* [Exercise text]
· · · ·

Studying this mechanism is more popular among scientists. Enzymes, the heterogenous β-lactamases of various Ambler classes combined into a group of carbapenemases based on the function, provide the main molecular basis for the horisontally transferred carbapenem resistance. However, there is one more way of developing carbapenem resistance that is not associated with horizontal gene transfer. It is based on the P. aeruginosa unique adaptive potential and is implemented through mutational variation in the chromosome genes [3]. Among clinical isolates, P. aeruginosa strains isolated from patients with cystic fibrosis are the most vivid examples of mutational antibiotic resistance. Highly resistant strains have been reported, which contain more than 60 genes disrupted by mutations. These genes can be the cause of resistance to various classes of antibiotics [4]. Of those 26 mutant genes can cause carbapenem resistance.

Studying the diversity of mutations that occur during the P. aeruginosa adaptation to carbapenems is of interest for prediction of carbapenem resistance evolution among clinical strains. The mechanisms underlying carbapenem resistance are assessed using two methodological approaches: 1) stydying genetic and phenotypic characteristics of the clinical carbapenem-resistant isolates; 2) targeted in vitro modeling of carbapenem resistance that involves P. aeruginosa exposure to antibiotic.

The study was aimed to describe the diversity and fixation of mutations associated with the development of carbapenem resistance during the P. aeruginosa adaptation to the increasing meropenem concentrations.

The targeted creation of resistant P. aeruginosa strains is more often modelled using a series of consecutive transfers of bacteria in the liquid growth media containing the increasing concentrations of antibiotic (from 0 μg/mL to the concentrations that are tens and hundreds of times greater than the minimum inhibitory concentration (MIC)) [5]. We used the other model [6] that was based on evolution of motile bacteria exposed to the increasing antibiotic concentrations. Such an approach makes it possible to isolate the larger number of clones with various genotypes.

· · · ·

* [Dataset entries]
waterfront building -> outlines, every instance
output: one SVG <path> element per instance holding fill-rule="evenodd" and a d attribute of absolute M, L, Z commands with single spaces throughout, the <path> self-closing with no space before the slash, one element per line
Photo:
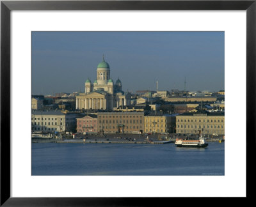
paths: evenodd
<path fill-rule="evenodd" d="M 144 116 L 145 132 L 173 133 L 175 116 L 171 114 L 148 114 Z"/>
<path fill-rule="evenodd" d="M 216 97 L 211 96 L 193 96 L 193 97 L 168 97 L 163 98 L 166 102 L 214 102 L 217 100 Z"/>
<path fill-rule="evenodd" d="M 225 114 L 198 111 L 186 112 L 176 116 L 176 133 L 225 135 Z"/>
<path fill-rule="evenodd" d="M 131 105 L 131 95 L 122 91 L 122 82 L 119 78 L 114 84 L 110 78 L 109 65 L 105 61 L 98 65 L 97 79 L 92 83 L 88 79 L 85 81 L 84 93 L 76 96 L 77 109 L 113 110 L 114 107 Z"/>
<path fill-rule="evenodd" d="M 31 130 L 52 133 L 65 131 L 74 132 L 77 116 L 77 114 L 65 114 L 60 111 L 32 111 Z"/>
<path fill-rule="evenodd" d="M 98 132 L 97 116 L 89 114 L 76 119 L 76 131 L 81 134 L 95 134 Z"/>
<path fill-rule="evenodd" d="M 98 112 L 100 133 L 143 133 L 143 112 Z"/>
<path fill-rule="evenodd" d="M 43 108 L 43 101 L 39 98 L 31 98 L 31 109 L 41 109 Z"/>

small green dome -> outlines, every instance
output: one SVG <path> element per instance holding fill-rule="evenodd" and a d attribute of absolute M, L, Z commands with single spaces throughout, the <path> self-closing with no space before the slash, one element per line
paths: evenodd
<path fill-rule="evenodd" d="M 91 82 L 91 80 L 89 79 L 87 79 L 85 82 Z"/>
<path fill-rule="evenodd" d="M 105 58 L 104 56 L 103 56 L 103 61 L 99 63 L 97 68 L 109 68 L 109 65 L 107 62 L 105 62 Z"/>

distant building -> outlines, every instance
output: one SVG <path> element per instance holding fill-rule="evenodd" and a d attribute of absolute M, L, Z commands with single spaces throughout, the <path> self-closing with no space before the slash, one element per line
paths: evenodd
<path fill-rule="evenodd" d="M 143 112 L 98 112 L 98 132 L 100 133 L 143 133 Z"/>
<path fill-rule="evenodd" d="M 145 132 L 173 133 L 175 116 L 170 114 L 150 114 L 144 116 Z"/>
<path fill-rule="evenodd" d="M 219 109 L 225 109 L 225 101 L 218 102 L 212 103 L 211 104 L 211 106 Z"/>
<path fill-rule="evenodd" d="M 225 91 L 224 90 L 220 90 L 218 93 L 220 94 L 220 95 L 225 95 Z"/>
<path fill-rule="evenodd" d="M 153 97 L 168 97 L 170 95 L 170 93 L 168 91 L 157 91 L 156 93 L 153 95 Z"/>
<path fill-rule="evenodd" d="M 41 109 L 43 108 L 43 100 L 38 98 L 31 98 L 31 109 Z"/>
<path fill-rule="evenodd" d="M 61 132 L 76 130 L 77 114 L 64 114 L 60 111 L 31 112 L 32 132 Z"/>
<path fill-rule="evenodd" d="M 211 96 L 193 96 L 193 97 L 169 97 L 164 98 L 163 100 L 166 102 L 216 102 L 216 97 Z"/>
<path fill-rule="evenodd" d="M 76 119 L 77 132 L 82 134 L 95 134 L 98 132 L 97 116 L 89 114 Z"/>
<path fill-rule="evenodd" d="M 122 91 L 119 78 L 115 84 L 110 78 L 109 65 L 103 57 L 97 66 L 96 80 L 93 83 L 89 79 L 85 81 L 84 93 L 76 95 L 76 105 L 77 109 L 112 110 L 131 105 L 131 97 L 129 93 Z"/>
<path fill-rule="evenodd" d="M 208 112 L 198 111 L 186 112 L 176 116 L 176 132 L 180 134 L 202 134 L 225 135 L 224 112 Z"/>

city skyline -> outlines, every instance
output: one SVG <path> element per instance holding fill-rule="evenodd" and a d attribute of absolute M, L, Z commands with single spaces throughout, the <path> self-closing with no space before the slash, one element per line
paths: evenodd
<path fill-rule="evenodd" d="M 32 93 L 84 92 L 103 54 L 124 91 L 224 89 L 224 32 L 33 32 Z"/>

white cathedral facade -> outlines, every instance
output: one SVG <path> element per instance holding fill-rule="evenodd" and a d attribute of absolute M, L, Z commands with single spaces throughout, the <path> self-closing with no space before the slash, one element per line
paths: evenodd
<path fill-rule="evenodd" d="M 119 78 L 115 84 L 110 78 L 109 64 L 103 61 L 98 65 L 97 79 L 92 83 L 85 81 L 84 93 L 76 96 L 77 109 L 113 110 L 114 107 L 131 105 L 131 94 L 122 91 Z"/>

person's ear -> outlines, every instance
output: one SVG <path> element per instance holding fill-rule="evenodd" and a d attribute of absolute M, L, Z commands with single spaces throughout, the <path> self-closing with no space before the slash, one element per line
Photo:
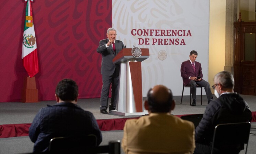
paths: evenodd
<path fill-rule="evenodd" d="M 144 103 L 144 106 L 145 107 L 145 109 L 147 110 L 148 110 L 148 102 L 147 101 L 145 101 L 145 102 Z"/>
<path fill-rule="evenodd" d="M 175 101 L 172 100 L 171 102 L 171 110 L 173 110 L 175 107 Z"/>
<path fill-rule="evenodd" d="M 56 101 L 57 101 L 57 103 L 58 103 L 59 101 L 59 97 L 58 97 L 56 94 L 55 94 L 55 98 L 56 98 Z"/>
<path fill-rule="evenodd" d="M 77 97 L 75 99 L 75 101 L 76 102 L 77 102 L 77 100 L 78 100 L 78 96 L 79 96 L 79 94 L 77 95 Z"/>
<path fill-rule="evenodd" d="M 220 84 L 219 84 L 219 88 L 220 89 L 220 90 L 223 90 L 223 86 L 222 85 L 221 85 Z"/>

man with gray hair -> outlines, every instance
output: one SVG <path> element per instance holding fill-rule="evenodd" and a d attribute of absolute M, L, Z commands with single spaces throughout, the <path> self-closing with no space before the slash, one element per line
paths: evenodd
<path fill-rule="evenodd" d="M 211 153 L 214 129 L 217 125 L 252 120 L 252 112 L 248 104 L 234 92 L 234 81 L 232 74 L 226 71 L 220 72 L 215 76 L 214 81 L 215 84 L 212 87 L 218 99 L 207 105 L 203 118 L 196 129 L 194 154 Z M 216 149 L 216 153 L 220 153 L 218 150 L 223 152 L 225 150 L 226 152 L 221 153 L 238 153 L 240 149 L 236 147 Z"/>
<path fill-rule="evenodd" d="M 111 86 L 111 97 L 109 111 L 116 110 L 120 66 L 114 64 L 112 60 L 122 49 L 125 48 L 123 42 L 116 40 L 116 31 L 110 28 L 107 32 L 108 38 L 100 41 L 97 52 L 101 54 L 101 71 L 103 85 L 100 95 L 100 110 L 101 113 L 108 113 L 109 88 Z"/>

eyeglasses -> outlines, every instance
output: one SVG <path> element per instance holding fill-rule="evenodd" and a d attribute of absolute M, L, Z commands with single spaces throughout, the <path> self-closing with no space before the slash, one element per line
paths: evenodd
<path fill-rule="evenodd" d="M 218 84 L 215 84 L 215 85 L 212 85 L 212 88 L 213 89 L 214 89 L 215 90 L 215 87 L 216 87 L 216 86 L 217 86 L 218 85 Z"/>

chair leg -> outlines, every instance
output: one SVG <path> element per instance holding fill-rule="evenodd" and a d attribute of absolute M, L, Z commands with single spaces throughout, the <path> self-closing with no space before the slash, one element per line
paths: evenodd
<path fill-rule="evenodd" d="M 201 105 L 202 105 L 202 95 L 203 93 L 203 87 L 201 87 Z"/>
<path fill-rule="evenodd" d="M 182 89 L 182 94 L 181 94 L 181 100 L 180 101 L 180 104 L 181 104 L 182 102 L 182 98 L 183 98 L 183 92 L 184 92 L 184 86 L 183 86 L 183 88 Z"/>

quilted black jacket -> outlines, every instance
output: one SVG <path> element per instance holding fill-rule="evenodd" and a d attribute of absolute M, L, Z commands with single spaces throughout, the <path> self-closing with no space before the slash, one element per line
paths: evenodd
<path fill-rule="evenodd" d="M 71 103 L 47 106 L 40 110 L 29 128 L 29 137 L 35 143 L 34 152 L 47 151 L 50 140 L 55 137 L 94 134 L 98 145 L 102 141 L 101 132 L 91 112 Z"/>
<path fill-rule="evenodd" d="M 238 94 L 222 94 L 207 106 L 203 118 L 196 129 L 196 142 L 210 145 L 217 125 L 251 121 L 252 118 L 248 104 Z"/>

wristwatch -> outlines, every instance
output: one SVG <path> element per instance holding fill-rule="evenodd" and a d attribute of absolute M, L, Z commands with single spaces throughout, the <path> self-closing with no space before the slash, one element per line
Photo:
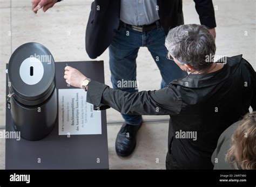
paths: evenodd
<path fill-rule="evenodd" d="M 85 91 L 87 91 L 87 86 L 88 84 L 89 84 L 90 82 L 91 82 L 91 79 L 89 78 L 85 78 L 83 81 L 83 83 L 82 83 L 82 87 L 83 87 L 83 89 Z"/>

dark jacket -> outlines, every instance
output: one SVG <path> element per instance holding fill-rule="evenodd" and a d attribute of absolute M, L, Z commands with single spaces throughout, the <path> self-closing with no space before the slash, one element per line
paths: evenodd
<path fill-rule="evenodd" d="M 91 59 L 100 56 L 111 44 L 119 24 L 120 0 L 95 0 L 87 24 L 85 47 Z M 194 0 L 202 25 L 216 27 L 212 0 Z M 184 24 L 182 0 L 157 0 L 160 22 L 167 35 L 170 29 Z"/>
<path fill-rule="evenodd" d="M 239 122 L 240 121 L 238 121 L 227 128 L 219 138 L 217 147 L 212 155 L 212 163 L 214 166 L 214 169 L 235 169 L 232 164 L 226 162 L 225 157 L 226 153 L 230 148 L 232 136 Z"/>
<path fill-rule="evenodd" d="M 212 154 L 228 126 L 256 110 L 255 71 L 242 55 L 227 58 L 224 67 L 208 74 L 191 74 L 164 89 L 138 93 L 113 90 L 92 81 L 87 102 L 100 110 L 122 113 L 170 115 L 169 154 L 176 169 L 212 169 Z M 176 132 L 197 132 L 197 140 Z"/>

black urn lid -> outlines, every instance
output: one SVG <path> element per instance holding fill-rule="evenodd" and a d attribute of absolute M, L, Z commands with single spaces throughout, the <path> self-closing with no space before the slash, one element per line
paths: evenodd
<path fill-rule="evenodd" d="M 55 66 L 50 51 L 40 44 L 18 47 L 8 64 L 10 94 L 21 103 L 33 105 L 44 102 L 55 87 Z"/>

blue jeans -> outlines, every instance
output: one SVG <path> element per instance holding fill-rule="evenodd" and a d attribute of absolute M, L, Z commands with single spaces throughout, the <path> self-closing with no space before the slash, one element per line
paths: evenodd
<path fill-rule="evenodd" d="M 175 79 L 185 77 L 186 73 L 174 62 L 166 59 L 167 51 L 165 40 L 164 30 L 160 25 L 143 32 L 134 31 L 129 26 L 121 27 L 109 47 L 113 88 L 129 92 L 138 91 L 134 85 L 136 82 L 136 58 L 140 47 L 147 47 L 157 63 L 163 78 L 161 88 Z M 132 83 L 129 84 L 129 81 Z M 141 116 L 122 115 L 126 124 L 137 125 L 142 122 Z"/>

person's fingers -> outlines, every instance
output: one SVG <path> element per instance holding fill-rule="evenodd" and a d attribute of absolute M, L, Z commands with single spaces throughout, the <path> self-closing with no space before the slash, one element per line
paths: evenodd
<path fill-rule="evenodd" d="M 72 67 L 71 67 L 71 66 L 66 66 L 66 67 L 65 67 L 65 70 L 66 71 L 70 71 L 70 70 L 71 70 L 72 68 L 72 68 Z"/>
<path fill-rule="evenodd" d="M 32 0 L 32 10 L 33 11 L 36 6 L 37 6 L 40 1 L 39 0 Z"/>
<path fill-rule="evenodd" d="M 55 2 L 53 2 L 52 3 L 49 3 L 46 5 L 44 5 L 44 8 L 43 8 L 43 10 L 44 11 L 44 12 L 45 12 L 47 10 L 48 10 L 49 9 L 50 9 L 50 8 L 52 8 L 52 6 L 53 6 L 55 4 Z"/>

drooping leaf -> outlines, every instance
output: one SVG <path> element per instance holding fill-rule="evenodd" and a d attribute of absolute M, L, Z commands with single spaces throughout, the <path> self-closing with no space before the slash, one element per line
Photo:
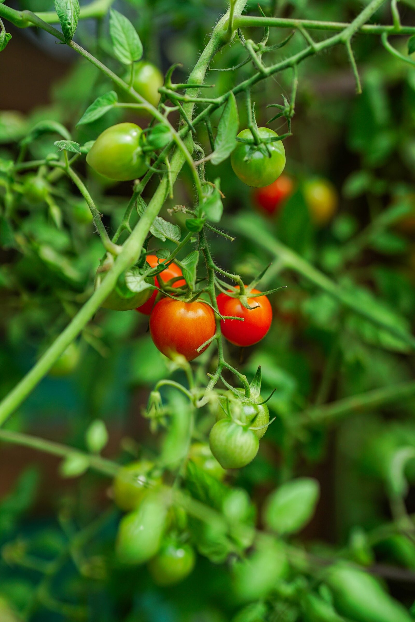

· · · ·

* [Problems and tasks]
A. Answer these questions using the text on carbapenem resistance in P. aeruginosa.
(i) How many genes disrupted by mutations have been reported in the highly resistant strains?
(ii) Which antibiotic did the study expose P. aeruginosa to in increasing concentrations?
(iii) What was the model the authors used based on?
B. Carry on the text about carbapenem resistance in P. aeruginosa, starting after its final sentence.
The material has no part in this exercise.

* [Exercise answers]
A.
(i) More than 60 genes.
(ii) Meropenem.
(iii) The evolution of motile bacteria exposed to increasing antibiotic concentrations.

B.
METHODS

The ATCC 27853 P. aeruginosa reference strain used as a standard of carbapenem susceptibility (The European Committee on Antimicrobial Susceptibility Testing (EUCAST). EUCAST Clinical Breakpoint Tables v. 12.0. Available at: www. eucast.org) was the object of the study.

The study was carried out using the spatiotemporal model of antibiotic resistance in motile bacteria in accordance with the earlier reported method [7]. We formed five compartments divided by partitions with the depth of 2.0 cm in the 20.0 × 40.0 cm container and filled these compartments with the solid growth medium containing Luria Bertani broth (LB Miller, Becton Dickinson and Co.; USA). The growth medium in the compartments contained sequential concentrations (0, 0,2, 20, 200, 2000 μg/mL) of meropenem (Supelco® Analytical Products, Merck & Co. Inc.; USA). A single layer (about 0.6 cm high) of solid growth medium containing Luria Bertani broth with no meropenem was formed atop of the compartments. It was covered with the layer of semi-solid agar (0.28% of agar) containing Luria Bertani broth with no meropenem. This layer was about 0.8 cm high. The culture of P. aeruginosa was adapted to semi-solid growth medium by the earlier reported method before starting the experiment [7].

Bacterial suspension with optical density equivalent to 0.5 MacFarland standard was used for inoculation. Inoculation was performed by injection into the semi-solid agar to a depth of about 1–2 mm in the А sector (fig. 1).

Every 24 h, samples were collected from the propagating P. aeruginosa growth front and inoculated to Mueller–Hinton agar plates (Becton Dickinson and Co.; USA) in order to gather enough biomaterial for further assessment of phenotypic characteristics (antibiotic resistance profile) and bacterial genome alterations.

Isolates were tested for meropenem susceptibility by determining MICs in two ways:
1) using meropenem E-tests (Epsilometer tests) in accordance with the manufacturer's guidelines (BioMerieux SA; France);
2) using the agar dilution method [8]. The MIC values were not interpreted from a clinical perspective, these were analyzed solely in terms of the MIC dynamics.

Trough meropenem concentrations in the semi-solid agar were assessed 240 h after the start of the experiment by high-performance liquid chromatography (HPLC) using a well-known technique [9].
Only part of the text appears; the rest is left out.